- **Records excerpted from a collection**
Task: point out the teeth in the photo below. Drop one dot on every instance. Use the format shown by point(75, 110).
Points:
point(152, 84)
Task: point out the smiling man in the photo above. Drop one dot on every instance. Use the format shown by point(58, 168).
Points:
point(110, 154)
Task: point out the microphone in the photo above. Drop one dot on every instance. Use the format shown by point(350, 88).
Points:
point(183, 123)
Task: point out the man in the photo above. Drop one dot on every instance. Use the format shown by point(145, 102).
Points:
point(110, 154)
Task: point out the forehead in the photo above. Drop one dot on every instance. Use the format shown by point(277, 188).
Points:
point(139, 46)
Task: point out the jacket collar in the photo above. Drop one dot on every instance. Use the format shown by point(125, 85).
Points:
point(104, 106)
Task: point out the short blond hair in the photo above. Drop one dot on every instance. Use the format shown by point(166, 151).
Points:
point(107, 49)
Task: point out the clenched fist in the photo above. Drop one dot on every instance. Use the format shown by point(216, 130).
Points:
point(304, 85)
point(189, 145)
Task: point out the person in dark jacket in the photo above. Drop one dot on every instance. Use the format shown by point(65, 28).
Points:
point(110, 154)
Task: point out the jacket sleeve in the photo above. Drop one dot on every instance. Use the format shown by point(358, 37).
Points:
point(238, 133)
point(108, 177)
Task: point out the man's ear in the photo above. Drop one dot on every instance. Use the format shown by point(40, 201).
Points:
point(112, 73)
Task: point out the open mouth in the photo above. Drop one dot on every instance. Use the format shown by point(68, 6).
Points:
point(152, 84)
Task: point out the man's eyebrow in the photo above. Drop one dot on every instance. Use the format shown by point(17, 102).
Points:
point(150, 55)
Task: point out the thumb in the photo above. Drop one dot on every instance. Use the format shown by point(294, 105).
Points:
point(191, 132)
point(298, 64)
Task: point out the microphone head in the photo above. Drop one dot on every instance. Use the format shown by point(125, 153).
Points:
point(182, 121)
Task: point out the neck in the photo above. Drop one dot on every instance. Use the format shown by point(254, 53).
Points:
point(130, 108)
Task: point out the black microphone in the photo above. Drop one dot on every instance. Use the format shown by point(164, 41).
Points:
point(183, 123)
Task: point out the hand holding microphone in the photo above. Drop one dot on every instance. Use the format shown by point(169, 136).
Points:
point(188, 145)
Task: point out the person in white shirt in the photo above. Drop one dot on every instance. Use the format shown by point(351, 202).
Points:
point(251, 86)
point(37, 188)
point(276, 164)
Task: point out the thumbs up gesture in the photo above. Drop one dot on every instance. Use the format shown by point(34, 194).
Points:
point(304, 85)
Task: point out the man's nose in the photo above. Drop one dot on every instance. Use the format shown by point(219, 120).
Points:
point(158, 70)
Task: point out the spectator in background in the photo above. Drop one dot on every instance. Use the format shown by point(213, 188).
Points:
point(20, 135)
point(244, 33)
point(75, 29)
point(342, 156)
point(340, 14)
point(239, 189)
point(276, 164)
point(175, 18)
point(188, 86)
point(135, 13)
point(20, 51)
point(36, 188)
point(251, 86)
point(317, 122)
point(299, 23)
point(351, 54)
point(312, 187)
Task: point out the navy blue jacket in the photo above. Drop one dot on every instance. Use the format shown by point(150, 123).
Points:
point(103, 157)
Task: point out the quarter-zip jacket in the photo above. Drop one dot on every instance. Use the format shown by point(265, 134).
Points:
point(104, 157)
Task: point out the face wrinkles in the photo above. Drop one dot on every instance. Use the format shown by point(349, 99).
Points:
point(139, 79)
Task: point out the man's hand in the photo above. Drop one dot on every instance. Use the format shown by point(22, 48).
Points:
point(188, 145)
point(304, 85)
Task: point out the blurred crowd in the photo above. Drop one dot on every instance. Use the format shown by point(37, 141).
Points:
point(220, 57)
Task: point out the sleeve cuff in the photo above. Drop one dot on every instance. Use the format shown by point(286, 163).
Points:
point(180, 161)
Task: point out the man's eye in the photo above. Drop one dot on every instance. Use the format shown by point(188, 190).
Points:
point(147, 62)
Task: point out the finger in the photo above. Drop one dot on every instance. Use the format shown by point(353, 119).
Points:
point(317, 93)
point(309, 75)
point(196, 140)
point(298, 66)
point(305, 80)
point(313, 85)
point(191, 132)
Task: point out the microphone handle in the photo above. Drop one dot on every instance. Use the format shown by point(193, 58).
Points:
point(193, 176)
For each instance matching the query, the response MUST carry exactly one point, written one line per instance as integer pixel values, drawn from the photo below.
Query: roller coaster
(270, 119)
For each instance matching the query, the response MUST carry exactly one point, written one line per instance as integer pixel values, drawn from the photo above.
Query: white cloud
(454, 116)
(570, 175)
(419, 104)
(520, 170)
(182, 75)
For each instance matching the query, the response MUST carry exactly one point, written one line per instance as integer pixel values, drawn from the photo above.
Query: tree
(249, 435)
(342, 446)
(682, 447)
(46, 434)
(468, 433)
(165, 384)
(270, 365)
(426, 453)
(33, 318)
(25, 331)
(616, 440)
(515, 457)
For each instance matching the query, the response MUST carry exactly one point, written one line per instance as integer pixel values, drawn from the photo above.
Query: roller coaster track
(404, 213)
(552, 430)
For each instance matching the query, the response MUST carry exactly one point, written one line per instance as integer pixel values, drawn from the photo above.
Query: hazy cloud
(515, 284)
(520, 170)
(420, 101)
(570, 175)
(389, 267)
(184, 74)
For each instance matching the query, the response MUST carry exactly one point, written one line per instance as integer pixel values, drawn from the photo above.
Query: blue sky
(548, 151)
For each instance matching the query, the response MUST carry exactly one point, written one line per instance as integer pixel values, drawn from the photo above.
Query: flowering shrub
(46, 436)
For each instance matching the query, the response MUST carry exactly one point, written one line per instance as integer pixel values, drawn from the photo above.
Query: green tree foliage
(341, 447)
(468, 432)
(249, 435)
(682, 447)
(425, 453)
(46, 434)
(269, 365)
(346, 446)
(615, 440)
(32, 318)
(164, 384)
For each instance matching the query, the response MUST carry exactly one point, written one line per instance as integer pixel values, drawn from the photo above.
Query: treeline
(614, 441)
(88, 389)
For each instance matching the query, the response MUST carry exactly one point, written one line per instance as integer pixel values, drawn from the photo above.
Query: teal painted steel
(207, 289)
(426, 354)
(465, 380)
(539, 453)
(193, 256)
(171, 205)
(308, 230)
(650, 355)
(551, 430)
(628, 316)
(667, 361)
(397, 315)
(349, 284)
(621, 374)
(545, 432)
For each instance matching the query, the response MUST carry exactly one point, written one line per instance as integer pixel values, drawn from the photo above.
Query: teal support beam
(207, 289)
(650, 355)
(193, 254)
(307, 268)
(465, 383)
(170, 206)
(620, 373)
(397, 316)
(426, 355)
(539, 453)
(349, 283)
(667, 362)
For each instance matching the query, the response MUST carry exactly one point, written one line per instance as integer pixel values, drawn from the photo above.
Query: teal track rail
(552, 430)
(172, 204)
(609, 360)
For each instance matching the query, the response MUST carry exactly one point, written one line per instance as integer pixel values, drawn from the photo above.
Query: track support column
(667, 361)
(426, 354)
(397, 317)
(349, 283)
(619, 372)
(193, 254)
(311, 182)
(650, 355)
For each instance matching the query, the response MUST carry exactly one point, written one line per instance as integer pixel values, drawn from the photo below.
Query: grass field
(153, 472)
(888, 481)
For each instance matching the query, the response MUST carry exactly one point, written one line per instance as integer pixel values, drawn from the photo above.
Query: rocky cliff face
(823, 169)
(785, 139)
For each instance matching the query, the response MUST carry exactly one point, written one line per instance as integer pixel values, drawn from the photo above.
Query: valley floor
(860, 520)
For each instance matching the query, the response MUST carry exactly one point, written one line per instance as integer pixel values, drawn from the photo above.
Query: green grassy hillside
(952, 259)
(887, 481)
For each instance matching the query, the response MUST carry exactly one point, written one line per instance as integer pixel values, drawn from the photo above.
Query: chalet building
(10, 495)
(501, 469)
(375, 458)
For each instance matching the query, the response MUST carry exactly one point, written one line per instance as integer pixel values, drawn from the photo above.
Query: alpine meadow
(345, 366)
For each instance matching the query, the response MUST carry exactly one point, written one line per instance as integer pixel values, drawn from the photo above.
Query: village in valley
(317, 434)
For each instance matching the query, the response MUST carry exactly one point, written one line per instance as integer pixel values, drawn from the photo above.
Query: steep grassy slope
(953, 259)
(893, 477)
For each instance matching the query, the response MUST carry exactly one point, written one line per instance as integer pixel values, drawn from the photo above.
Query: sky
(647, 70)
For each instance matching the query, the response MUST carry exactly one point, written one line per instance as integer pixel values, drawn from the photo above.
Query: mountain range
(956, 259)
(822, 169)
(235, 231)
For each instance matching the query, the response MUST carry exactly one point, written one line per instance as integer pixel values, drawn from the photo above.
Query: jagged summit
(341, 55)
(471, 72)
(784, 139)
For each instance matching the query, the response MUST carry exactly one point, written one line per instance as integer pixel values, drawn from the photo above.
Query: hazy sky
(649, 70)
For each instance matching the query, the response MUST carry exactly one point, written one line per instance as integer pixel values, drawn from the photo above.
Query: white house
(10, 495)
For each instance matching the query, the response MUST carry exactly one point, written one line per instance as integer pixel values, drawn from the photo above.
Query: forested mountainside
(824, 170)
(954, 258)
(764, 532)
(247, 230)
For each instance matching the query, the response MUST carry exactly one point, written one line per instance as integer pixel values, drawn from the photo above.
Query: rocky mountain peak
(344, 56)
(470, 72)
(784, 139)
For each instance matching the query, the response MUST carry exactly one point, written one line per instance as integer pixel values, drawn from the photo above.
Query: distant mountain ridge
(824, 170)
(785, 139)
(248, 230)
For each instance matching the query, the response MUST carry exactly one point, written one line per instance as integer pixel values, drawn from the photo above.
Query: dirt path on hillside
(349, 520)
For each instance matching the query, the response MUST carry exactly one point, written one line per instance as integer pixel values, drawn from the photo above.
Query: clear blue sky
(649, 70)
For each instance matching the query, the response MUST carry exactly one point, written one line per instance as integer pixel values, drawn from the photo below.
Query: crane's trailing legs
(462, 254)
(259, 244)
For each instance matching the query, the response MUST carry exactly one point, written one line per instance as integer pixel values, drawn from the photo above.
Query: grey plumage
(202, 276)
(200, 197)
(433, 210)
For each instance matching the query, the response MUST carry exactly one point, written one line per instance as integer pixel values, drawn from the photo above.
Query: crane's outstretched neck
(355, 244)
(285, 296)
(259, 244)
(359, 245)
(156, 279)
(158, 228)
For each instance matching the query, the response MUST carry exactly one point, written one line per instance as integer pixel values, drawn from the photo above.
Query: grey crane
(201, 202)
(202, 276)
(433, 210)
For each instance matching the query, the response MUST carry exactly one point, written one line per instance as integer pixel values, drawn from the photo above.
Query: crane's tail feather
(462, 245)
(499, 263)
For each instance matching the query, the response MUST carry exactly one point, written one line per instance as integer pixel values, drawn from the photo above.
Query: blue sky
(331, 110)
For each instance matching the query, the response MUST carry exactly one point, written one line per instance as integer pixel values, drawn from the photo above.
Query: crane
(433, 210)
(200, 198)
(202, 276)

- **Aim of the task**
Once you have read the entries above, state how many of their lines include "jacket", giving the number alone.

- **Written answer**
5